MATERIAL FOR THIS TASK:
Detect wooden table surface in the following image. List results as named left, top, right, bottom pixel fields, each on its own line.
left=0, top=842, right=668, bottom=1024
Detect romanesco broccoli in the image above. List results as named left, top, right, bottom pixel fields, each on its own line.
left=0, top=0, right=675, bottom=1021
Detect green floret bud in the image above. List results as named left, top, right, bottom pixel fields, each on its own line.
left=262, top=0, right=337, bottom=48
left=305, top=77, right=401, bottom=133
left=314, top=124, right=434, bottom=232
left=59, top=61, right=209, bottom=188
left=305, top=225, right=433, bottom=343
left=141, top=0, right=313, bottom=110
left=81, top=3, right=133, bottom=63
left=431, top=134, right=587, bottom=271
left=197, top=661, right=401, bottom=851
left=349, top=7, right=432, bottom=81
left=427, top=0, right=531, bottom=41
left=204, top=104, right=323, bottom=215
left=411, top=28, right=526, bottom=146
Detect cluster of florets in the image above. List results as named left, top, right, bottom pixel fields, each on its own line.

==

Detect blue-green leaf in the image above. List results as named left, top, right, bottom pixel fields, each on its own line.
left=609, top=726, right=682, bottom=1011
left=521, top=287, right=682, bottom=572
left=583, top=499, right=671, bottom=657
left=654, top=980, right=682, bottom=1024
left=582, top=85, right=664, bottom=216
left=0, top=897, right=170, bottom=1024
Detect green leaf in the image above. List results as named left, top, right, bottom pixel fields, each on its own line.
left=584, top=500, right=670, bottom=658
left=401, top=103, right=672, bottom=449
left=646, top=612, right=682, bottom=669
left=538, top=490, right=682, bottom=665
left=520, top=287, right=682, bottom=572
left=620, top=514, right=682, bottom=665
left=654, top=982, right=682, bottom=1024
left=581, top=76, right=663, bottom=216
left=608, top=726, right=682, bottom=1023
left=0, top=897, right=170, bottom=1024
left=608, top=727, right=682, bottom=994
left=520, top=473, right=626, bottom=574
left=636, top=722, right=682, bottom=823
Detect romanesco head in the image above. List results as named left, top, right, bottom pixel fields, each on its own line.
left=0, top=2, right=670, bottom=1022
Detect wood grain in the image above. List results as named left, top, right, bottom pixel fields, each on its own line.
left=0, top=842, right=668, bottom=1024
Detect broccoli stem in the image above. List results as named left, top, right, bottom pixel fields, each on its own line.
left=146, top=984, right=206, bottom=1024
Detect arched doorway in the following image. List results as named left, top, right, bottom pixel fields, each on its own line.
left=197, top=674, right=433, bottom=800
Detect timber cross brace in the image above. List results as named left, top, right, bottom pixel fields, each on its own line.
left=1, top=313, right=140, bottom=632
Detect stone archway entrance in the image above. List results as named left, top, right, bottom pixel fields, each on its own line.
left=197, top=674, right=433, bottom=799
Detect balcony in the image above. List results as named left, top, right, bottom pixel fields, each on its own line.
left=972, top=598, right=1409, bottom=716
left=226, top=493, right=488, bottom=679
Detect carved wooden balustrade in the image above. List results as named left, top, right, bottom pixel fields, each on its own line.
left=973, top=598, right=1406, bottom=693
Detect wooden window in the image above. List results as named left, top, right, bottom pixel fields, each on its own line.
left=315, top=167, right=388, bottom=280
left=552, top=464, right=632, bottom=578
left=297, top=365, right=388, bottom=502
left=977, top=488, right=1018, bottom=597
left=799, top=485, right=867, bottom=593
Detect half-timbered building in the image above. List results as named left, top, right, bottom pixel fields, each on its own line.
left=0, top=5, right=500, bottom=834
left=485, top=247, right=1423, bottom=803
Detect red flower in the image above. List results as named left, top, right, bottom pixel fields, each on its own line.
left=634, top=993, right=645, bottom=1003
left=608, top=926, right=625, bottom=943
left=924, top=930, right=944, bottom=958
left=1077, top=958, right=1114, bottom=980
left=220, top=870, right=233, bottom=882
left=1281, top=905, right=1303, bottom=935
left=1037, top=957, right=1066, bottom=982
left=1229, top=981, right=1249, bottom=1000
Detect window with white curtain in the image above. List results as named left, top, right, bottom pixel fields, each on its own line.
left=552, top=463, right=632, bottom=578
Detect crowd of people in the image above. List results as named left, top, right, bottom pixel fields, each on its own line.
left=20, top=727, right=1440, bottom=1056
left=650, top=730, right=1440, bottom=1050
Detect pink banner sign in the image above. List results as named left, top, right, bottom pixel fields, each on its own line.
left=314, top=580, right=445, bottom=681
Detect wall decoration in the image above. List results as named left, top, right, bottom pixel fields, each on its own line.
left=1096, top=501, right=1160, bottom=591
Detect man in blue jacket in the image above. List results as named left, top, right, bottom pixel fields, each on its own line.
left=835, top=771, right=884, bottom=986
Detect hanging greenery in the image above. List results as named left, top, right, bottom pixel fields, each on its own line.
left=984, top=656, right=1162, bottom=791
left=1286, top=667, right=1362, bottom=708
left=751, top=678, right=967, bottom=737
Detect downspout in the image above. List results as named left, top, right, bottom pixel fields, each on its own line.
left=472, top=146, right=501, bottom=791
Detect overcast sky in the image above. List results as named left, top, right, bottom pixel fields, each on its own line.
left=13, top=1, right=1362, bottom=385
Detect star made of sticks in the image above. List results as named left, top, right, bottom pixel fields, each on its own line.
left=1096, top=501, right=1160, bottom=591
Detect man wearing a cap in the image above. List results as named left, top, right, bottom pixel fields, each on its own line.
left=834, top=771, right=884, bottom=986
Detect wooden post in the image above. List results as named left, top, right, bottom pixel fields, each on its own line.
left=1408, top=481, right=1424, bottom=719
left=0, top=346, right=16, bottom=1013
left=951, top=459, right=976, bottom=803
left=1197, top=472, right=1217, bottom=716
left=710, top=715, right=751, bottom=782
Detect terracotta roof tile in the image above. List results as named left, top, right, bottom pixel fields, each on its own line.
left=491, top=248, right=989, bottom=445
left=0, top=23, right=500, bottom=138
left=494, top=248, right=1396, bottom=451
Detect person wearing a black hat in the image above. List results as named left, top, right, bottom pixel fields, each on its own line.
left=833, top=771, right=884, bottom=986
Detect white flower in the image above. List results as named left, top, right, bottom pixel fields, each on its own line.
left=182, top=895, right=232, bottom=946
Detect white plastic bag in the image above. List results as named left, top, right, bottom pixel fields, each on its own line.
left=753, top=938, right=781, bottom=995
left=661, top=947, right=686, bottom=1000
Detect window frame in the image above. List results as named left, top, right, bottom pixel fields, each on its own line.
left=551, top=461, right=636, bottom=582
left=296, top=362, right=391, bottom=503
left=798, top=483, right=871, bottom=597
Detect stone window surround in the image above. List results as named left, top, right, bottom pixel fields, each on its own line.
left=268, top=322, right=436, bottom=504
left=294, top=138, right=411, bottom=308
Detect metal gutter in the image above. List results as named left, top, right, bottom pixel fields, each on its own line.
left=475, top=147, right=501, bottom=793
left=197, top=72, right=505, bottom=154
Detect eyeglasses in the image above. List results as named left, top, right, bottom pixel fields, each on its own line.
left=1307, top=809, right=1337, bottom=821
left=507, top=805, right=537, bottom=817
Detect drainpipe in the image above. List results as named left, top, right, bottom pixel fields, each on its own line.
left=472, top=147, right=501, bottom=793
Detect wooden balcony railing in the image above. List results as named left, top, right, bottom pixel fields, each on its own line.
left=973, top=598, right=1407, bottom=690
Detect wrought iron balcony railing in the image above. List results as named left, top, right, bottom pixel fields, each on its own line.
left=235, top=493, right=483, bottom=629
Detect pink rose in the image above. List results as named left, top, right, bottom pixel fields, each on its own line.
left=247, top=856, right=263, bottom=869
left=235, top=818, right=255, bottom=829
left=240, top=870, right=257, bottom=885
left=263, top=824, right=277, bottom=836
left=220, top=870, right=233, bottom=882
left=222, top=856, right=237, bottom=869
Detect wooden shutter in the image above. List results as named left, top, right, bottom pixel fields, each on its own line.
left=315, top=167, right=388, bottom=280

* * *

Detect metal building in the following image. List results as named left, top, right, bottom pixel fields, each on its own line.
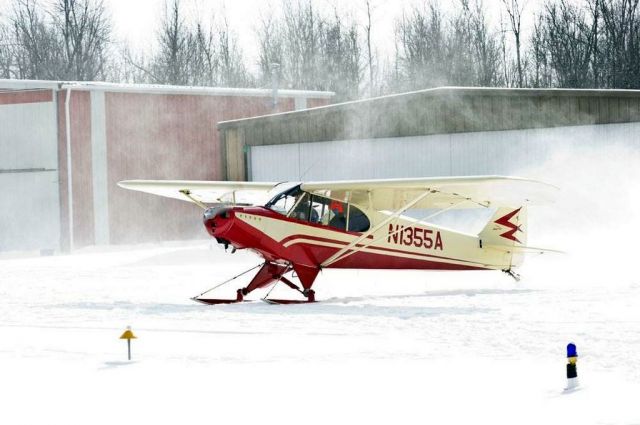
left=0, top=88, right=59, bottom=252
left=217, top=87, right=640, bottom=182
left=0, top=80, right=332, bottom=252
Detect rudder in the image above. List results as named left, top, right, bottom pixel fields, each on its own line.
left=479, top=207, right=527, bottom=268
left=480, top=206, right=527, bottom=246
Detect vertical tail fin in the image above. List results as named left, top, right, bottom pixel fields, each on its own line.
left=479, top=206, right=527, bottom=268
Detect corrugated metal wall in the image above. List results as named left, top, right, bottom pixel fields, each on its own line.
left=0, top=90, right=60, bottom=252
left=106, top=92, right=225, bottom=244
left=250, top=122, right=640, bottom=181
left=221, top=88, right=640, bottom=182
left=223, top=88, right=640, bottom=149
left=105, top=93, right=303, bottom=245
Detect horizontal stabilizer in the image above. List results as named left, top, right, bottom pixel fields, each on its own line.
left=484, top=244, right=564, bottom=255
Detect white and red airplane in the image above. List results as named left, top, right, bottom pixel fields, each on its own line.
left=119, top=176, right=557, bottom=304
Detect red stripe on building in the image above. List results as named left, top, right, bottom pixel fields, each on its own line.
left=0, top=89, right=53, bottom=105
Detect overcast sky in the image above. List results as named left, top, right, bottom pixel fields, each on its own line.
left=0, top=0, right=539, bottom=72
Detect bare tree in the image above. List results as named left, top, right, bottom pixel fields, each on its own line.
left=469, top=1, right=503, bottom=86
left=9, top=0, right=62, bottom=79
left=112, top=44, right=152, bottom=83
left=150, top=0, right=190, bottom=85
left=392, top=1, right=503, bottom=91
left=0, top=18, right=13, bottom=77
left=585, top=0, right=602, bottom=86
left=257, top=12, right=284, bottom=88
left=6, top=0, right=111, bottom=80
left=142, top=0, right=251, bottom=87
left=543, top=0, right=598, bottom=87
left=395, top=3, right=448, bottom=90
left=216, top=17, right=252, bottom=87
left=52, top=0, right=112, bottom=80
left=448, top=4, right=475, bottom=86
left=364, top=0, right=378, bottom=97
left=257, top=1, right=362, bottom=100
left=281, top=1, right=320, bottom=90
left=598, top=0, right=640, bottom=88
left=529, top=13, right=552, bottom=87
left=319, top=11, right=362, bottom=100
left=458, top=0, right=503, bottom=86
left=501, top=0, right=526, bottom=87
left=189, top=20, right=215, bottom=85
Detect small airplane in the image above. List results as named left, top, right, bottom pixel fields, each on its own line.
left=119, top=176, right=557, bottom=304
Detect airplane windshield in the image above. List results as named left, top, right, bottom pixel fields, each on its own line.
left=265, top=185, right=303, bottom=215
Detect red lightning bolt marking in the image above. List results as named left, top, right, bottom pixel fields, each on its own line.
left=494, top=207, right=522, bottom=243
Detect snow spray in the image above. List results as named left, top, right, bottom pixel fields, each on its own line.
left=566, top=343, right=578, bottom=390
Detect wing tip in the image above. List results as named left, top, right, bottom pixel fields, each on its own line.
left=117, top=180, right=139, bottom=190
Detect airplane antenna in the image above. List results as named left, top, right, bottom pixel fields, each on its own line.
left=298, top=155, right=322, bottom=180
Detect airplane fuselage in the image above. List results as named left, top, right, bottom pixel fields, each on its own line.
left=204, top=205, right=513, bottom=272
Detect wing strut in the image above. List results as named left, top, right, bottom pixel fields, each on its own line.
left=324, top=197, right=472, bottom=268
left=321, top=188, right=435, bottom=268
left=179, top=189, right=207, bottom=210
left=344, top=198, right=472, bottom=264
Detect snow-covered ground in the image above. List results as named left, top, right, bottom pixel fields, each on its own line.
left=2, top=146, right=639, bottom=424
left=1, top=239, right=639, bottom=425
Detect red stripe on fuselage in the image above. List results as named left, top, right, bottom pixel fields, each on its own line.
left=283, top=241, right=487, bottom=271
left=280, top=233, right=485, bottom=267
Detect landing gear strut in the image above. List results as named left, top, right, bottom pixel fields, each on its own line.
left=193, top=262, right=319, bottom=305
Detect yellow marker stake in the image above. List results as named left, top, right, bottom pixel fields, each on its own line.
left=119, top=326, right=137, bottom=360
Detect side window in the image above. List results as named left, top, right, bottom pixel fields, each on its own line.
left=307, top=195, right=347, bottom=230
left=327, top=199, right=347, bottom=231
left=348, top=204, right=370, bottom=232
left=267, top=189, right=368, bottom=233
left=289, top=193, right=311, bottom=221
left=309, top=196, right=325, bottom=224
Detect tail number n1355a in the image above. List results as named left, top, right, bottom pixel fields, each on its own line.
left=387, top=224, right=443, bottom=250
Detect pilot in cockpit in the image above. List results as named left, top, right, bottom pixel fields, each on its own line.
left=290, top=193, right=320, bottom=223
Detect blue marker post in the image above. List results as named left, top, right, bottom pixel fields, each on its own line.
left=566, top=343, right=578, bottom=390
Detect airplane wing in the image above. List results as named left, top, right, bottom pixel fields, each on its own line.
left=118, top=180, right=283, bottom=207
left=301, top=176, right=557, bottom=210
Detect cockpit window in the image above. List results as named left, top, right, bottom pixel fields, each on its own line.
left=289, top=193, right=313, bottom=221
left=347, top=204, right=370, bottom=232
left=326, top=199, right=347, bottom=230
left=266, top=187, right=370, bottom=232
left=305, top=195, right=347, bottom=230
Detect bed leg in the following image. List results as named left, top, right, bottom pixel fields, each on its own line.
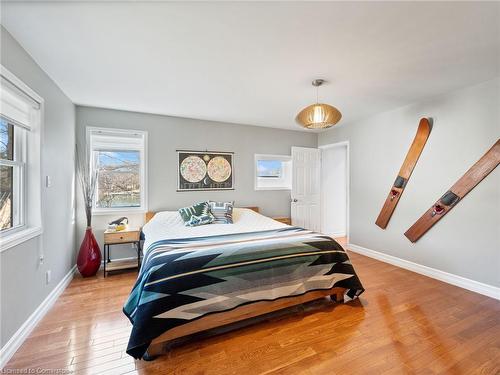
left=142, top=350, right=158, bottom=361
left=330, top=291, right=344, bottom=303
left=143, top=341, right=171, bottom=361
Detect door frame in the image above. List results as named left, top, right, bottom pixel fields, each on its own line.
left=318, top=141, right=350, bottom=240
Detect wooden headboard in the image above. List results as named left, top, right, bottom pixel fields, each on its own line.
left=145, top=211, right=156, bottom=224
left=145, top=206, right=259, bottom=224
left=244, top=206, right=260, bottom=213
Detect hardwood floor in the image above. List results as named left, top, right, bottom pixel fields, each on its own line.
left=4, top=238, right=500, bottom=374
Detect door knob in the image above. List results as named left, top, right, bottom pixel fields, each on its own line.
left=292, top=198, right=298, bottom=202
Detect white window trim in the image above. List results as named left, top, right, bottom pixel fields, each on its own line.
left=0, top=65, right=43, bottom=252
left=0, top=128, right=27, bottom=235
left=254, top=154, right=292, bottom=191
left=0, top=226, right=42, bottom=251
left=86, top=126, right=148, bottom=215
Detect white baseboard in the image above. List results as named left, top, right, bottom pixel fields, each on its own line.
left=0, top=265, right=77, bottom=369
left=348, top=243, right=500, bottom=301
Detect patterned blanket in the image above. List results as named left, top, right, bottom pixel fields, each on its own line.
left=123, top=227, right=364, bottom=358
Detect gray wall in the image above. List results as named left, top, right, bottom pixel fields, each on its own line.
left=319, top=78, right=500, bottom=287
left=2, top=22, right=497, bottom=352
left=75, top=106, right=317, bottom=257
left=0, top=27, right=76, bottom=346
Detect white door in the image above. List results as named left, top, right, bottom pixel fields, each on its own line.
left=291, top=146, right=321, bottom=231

ASSIGNED TASK:
Above are the records; copy exactly the lines from the line with "Detect wooden table" through the line with "Detect cluster of", both included.

RESULT:
Detect wooden table surface in the following image. List results as named left, top, right, bottom pixel fields, each on its own line.
left=0, top=842, right=668, bottom=1024
Detect romanesco broccoli in the image above. List results as named left, top, right, bottom pixel fields, each on its own line.
left=0, top=0, right=675, bottom=1021
Detect green floret bud in the image above. List results as named left, top, right, bottom pixel fields, each on its own line.
left=262, top=0, right=337, bottom=48
left=305, top=77, right=401, bottom=133
left=314, top=124, right=434, bottom=232
left=59, top=61, right=209, bottom=188
left=305, top=225, right=433, bottom=343
left=141, top=0, right=313, bottom=110
left=81, top=3, right=133, bottom=63
left=431, top=134, right=587, bottom=271
left=197, top=661, right=401, bottom=851
left=349, top=7, right=432, bottom=81
left=427, top=0, right=531, bottom=41
left=204, top=104, right=323, bottom=215
left=411, top=28, right=526, bottom=146
Detect cluster of florets in the image above. List results as named left, top, right, bottom pixel fields, each on its own line.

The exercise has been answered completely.